■ Problem to work on
Please put the entries below into a numbered list with no blank lines, leaving the pictures out of your answer.
⁂
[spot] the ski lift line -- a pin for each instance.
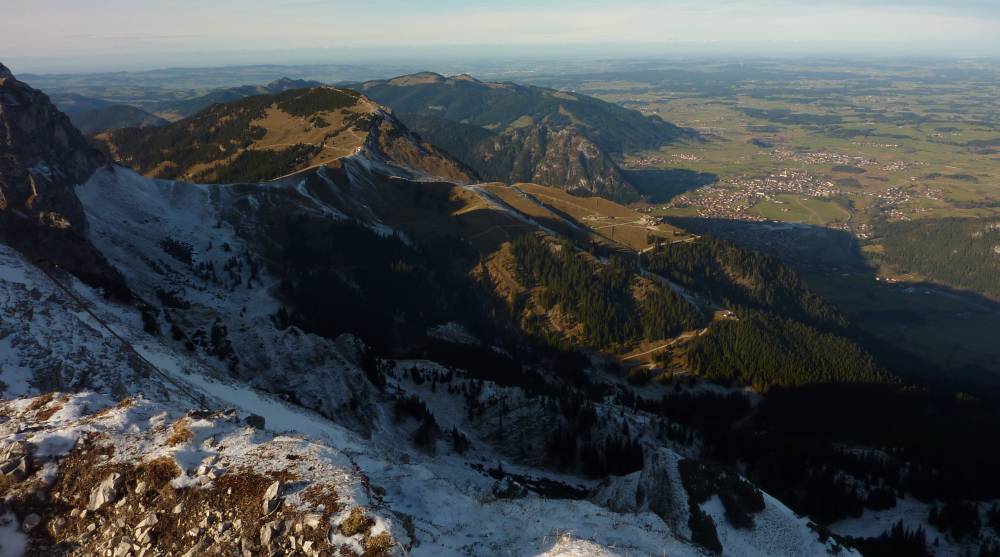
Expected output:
(199, 400)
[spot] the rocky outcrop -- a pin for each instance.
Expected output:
(42, 157)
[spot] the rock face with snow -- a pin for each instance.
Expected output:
(194, 422)
(42, 157)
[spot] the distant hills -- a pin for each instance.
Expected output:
(515, 133)
(114, 117)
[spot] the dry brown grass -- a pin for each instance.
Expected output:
(180, 433)
(356, 522)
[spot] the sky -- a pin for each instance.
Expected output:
(88, 35)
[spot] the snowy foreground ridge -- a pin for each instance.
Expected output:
(138, 446)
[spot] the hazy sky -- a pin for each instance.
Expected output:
(38, 35)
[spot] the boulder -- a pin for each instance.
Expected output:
(108, 491)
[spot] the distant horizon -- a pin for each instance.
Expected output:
(493, 54)
(47, 36)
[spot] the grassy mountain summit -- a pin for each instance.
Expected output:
(509, 132)
(264, 137)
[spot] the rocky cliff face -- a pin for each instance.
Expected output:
(569, 160)
(42, 157)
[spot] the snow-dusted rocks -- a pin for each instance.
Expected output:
(108, 491)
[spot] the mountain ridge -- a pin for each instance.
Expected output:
(512, 123)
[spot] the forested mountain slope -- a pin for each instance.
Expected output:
(510, 132)
(380, 361)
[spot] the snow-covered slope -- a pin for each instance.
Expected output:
(134, 399)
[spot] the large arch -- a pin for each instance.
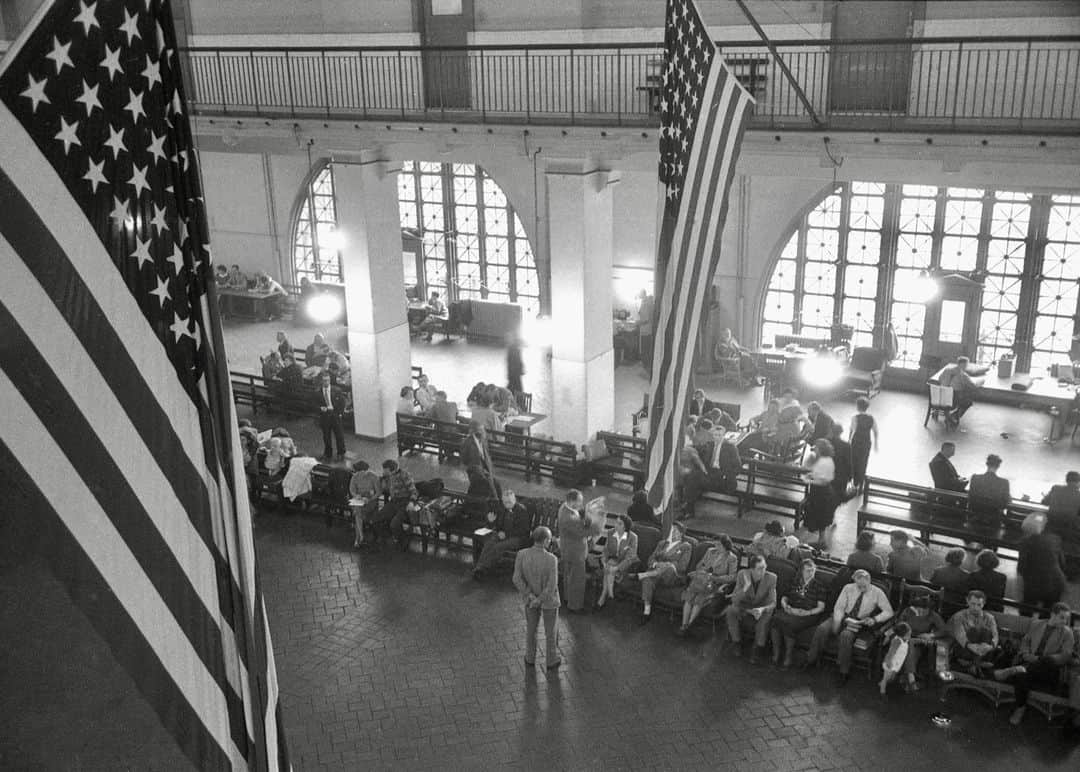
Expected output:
(854, 255)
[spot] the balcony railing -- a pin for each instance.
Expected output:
(1006, 84)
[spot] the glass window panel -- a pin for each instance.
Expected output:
(495, 221)
(464, 190)
(917, 215)
(493, 193)
(771, 329)
(818, 311)
(826, 214)
(497, 251)
(1006, 257)
(959, 254)
(914, 249)
(926, 191)
(822, 244)
(407, 214)
(783, 276)
(950, 329)
(860, 282)
(431, 189)
(820, 278)
(1009, 219)
(779, 307)
(962, 217)
(864, 247)
(866, 212)
(466, 218)
(1062, 260)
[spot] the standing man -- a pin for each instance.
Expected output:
(944, 473)
(536, 577)
(575, 530)
(331, 407)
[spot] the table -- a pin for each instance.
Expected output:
(250, 302)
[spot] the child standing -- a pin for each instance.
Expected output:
(894, 658)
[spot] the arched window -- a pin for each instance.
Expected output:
(858, 256)
(315, 252)
(472, 243)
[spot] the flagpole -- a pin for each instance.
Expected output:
(780, 63)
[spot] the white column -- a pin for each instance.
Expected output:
(366, 200)
(580, 238)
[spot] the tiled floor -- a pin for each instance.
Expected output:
(401, 661)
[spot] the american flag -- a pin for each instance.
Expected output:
(118, 424)
(703, 111)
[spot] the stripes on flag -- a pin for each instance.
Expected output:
(119, 423)
(703, 117)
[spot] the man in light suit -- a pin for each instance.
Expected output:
(575, 530)
(536, 577)
(755, 595)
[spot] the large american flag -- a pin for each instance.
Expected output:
(703, 112)
(118, 425)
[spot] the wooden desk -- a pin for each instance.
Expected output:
(250, 303)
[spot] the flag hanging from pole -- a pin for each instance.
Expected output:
(703, 114)
(118, 423)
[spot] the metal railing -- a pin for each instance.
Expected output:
(1008, 84)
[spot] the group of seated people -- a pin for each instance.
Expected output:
(489, 405)
(280, 365)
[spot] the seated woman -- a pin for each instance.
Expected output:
(864, 556)
(666, 566)
(974, 636)
(272, 365)
(640, 510)
(765, 425)
(987, 579)
(620, 555)
(801, 608)
(711, 577)
(927, 627)
(953, 579)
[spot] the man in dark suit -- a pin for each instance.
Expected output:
(943, 471)
(331, 407)
(699, 404)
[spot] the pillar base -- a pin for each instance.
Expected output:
(583, 397)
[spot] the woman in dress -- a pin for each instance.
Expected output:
(666, 566)
(820, 505)
(710, 578)
(620, 555)
(863, 436)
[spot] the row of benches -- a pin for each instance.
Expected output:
(940, 517)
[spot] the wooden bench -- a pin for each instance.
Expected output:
(939, 517)
(774, 489)
(534, 457)
(624, 462)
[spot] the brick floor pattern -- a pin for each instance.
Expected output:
(401, 661)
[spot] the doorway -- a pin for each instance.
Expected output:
(444, 26)
(871, 77)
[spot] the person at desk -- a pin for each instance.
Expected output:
(988, 495)
(728, 348)
(265, 283)
(237, 279)
(963, 387)
(944, 473)
(436, 314)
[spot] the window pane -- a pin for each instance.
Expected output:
(950, 329)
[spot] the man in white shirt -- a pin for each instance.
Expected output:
(861, 607)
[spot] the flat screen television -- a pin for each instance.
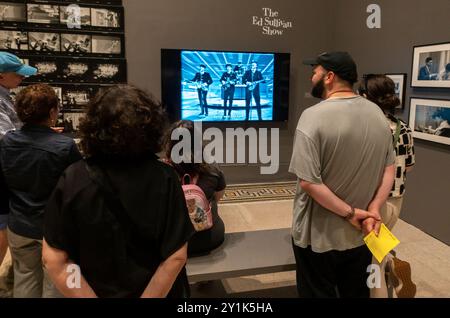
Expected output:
(225, 86)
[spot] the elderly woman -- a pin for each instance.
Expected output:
(117, 223)
(32, 159)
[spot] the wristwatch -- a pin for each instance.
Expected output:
(350, 214)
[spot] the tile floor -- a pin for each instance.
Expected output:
(429, 258)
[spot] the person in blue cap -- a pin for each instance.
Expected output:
(12, 73)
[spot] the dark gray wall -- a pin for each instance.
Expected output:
(227, 25)
(405, 23)
(318, 26)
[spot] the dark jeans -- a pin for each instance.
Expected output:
(248, 99)
(333, 274)
(202, 98)
(228, 96)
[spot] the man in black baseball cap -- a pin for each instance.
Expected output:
(333, 64)
(344, 160)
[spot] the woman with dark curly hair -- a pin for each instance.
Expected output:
(31, 161)
(380, 89)
(120, 215)
(211, 180)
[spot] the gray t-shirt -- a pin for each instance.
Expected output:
(344, 143)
⁂
■ Solution for this task
1. [spot] the ski lift line -- a pin for each instance.
2. Expected output:
3. (199, 400)
4. [spot] the rocky outcrop -- a pin for each instance.
5. Expected output:
6. (42, 157)
7. [spot] the rock face with snow -- a pin for each instance.
8. Expected output:
9. (194, 422)
10. (42, 157)
11. [spot] the distant hills -- a pin for each instance.
12. Expected output:
13. (515, 133)
14. (114, 117)
15. [spot] the dry brown grass -- a pin for each instance.
16. Expected output:
17. (180, 433)
18. (356, 522)
19. [spot] the sky -- a pin for each instance.
20. Expected output:
21. (88, 35)
22. [spot] the snowy foreground ridge -- a pin for each instance.
23. Expected output:
24. (138, 446)
25. [spot] the hazy sky -- a pin for each instance.
26. Expected output:
27. (38, 35)
28. [spot] the boulder -- a pin for each instance.
29. Expected output:
30. (108, 491)
31. [spot] the distant horizon -- a pin for each instance.
32. Expected output:
33. (493, 54)
34. (47, 36)
35. [spot] the grassy mountain summit -- a pin for each instance.
36. Expected output:
37. (509, 132)
38. (264, 137)
39. [spot] the rocky cliff face -- a pin for each instance.
40. Expected output:
41. (569, 160)
42. (42, 157)
43. [spot] the snow-dusted rocks -- a pin for each instance.
44. Expected output:
45. (108, 491)
46. [spot] the mountain ridge -- a pin for each instance.
47. Expected output:
48. (512, 123)
49. [spot] the forested mountain slope -- a pin for each instance.
50. Expected output:
51. (510, 132)
52. (380, 361)
53. [spot] the snow-covered slope -- a pin for each instance.
54. Expected output:
55. (134, 399)
56. [spot] the large arch -- a pin for each instance.
57. Expected output:
58. (854, 255)
59. [spot] the balcony railing -- a pin for each instance.
60. Expected output:
61. (1006, 84)
62. [spot] the glass window panel -- a pin for each instance.
63. Expected output:
64. (495, 221)
65. (464, 190)
66. (917, 215)
67. (493, 193)
68. (771, 329)
69. (818, 311)
70. (826, 214)
71. (497, 251)
72. (1006, 257)
73. (959, 254)
74. (914, 249)
75. (926, 191)
76. (822, 244)
77. (407, 214)
78. (783, 276)
79. (950, 329)
80. (860, 282)
81. (431, 189)
82. (820, 278)
83. (1009, 219)
84. (779, 307)
85. (962, 217)
86. (864, 247)
87. (866, 212)
88. (466, 218)
89. (1062, 260)
90. [spot] the standing man -- a pin for each instance.
91. Expected output:
92. (944, 473)
93. (536, 577)
94. (575, 530)
95. (331, 407)
96. [spot] the table -- a pin for each instance.
97. Expected output:
98. (250, 302)
99. [spot] the child standing -- a pin for each instance.
100. Expected output:
101. (894, 658)
102. [spot] the arched window -- a pin for each instance.
103. Expected output:
104. (858, 256)
105. (315, 252)
106. (472, 243)
107. [spot] the flagpole -- a pin for each instance.
108. Expected output:
109. (780, 63)
110. [spot] the white column -- a pin for each instance.
111. Expected output:
112. (366, 200)
113. (580, 238)
114. [spot] the tiled floor -- a pin for each instance.
115. Expected output:
116. (401, 661)
117. [spot] the american flag -- a pin for each instance.
118. Expected output:
119. (118, 424)
120. (703, 111)
121. [spot] the stripes on flag -- a pin for each instance.
122. Expected output:
123. (119, 423)
124. (703, 117)
125. [spot] the man in light suit -- a pin for each instance.
126. Expected output:
127. (575, 530)
128. (536, 577)
129. (755, 595)
130. [spot] the large american flag -- a pin for each instance.
131. Expected output:
132. (703, 112)
133. (118, 425)
134. [spot] the wooden desk -- a pin for each instance.
135. Expected output:
136. (250, 303)
137. [spot] the flag hanging from pole -- a pin for each instance.
138. Expected output:
139. (703, 114)
140. (118, 423)
141. [spot] the metal railing -- a pin for each instance.
142. Expected output:
143. (1008, 84)
144. [spot] the group of seated people -- a pin for each instance.
145. Expected output:
146. (489, 405)
147. (280, 365)
148. [spot] the seated woman -- a pin for each instance.
149. Expected output:
150. (864, 556)
151. (666, 566)
152. (974, 636)
153. (272, 365)
154. (640, 510)
155. (765, 425)
156. (987, 579)
157. (620, 555)
158. (801, 608)
159. (711, 577)
160. (927, 627)
161. (953, 579)
162. [spot] the man in dark suit -- a pin for each instance.
163. Expected output:
164. (943, 471)
165. (331, 407)
166. (699, 404)
167. [spot] the pillar base -- a pin for each instance.
168. Expected output:
169. (583, 397)
170. [spot] the woman in dress -- a pin for each instance.
171. Expected output:
172. (666, 566)
173. (820, 505)
174. (710, 578)
175. (620, 555)
176. (863, 436)
177. [spot] the row of benches -- a pin for each instance.
178. Expected output:
179. (940, 517)
180. [spot] the wooden bench -- a pin for each instance.
181. Expected output:
182. (939, 517)
183. (774, 489)
184. (534, 457)
185. (624, 462)
186. [spot] the brick floor pattern -- a pin for each instance.
187. Expected output:
188. (401, 661)
189. [spot] the doorway -- a pin for each instance.
190. Expected output:
191. (444, 26)
192. (871, 77)
193. [spot] the person at desk -- a pin for each instance.
194. Expected output:
195. (988, 495)
196. (728, 348)
197. (265, 283)
198. (237, 279)
199. (963, 387)
200. (944, 473)
201. (436, 314)
202. [spot] the window pane -- a pin for each instance.
203. Expected output:
204. (950, 329)
205. [spot] the man in white shirt -- a pin for each instance.
206. Expected output:
207. (861, 607)
208. [spot] the flat screen television -- a pin for each instance.
209. Expected output:
210. (225, 86)
211. [spot] the elderly woman -- a pin for each instance.
212. Expected output:
213. (117, 223)
214. (32, 159)
215. [spot] the wristwatch -- a pin for each instance.
216. Expected output:
217. (350, 214)
218. [spot] the tile floor -- a pin for each instance.
219. Expected output:
220. (429, 258)
221. [spot] the person in blue cap -- a pin for each instance.
222. Expected output:
223. (12, 73)
224. [spot] the dark gray wall -- a pin for each instance.
225. Expected output:
226. (227, 25)
227. (405, 23)
228. (318, 26)
229. [spot] the dark jeans -- a pin for each instance.
230. Expected output:
231. (248, 99)
232. (333, 274)
233. (202, 98)
234. (228, 96)
235. [spot] the man in black baseball cap -- a pin for each instance.
236. Expected output:
237. (333, 64)
238. (344, 160)
239. [spot] the woman with dark curly hair -- a pin for each instance.
240. Expected output:
241. (31, 161)
242. (380, 89)
243. (120, 215)
244. (211, 180)
245. [spot] the gray t-shirt -- a pin for each instance.
246. Expected output:
247. (344, 143)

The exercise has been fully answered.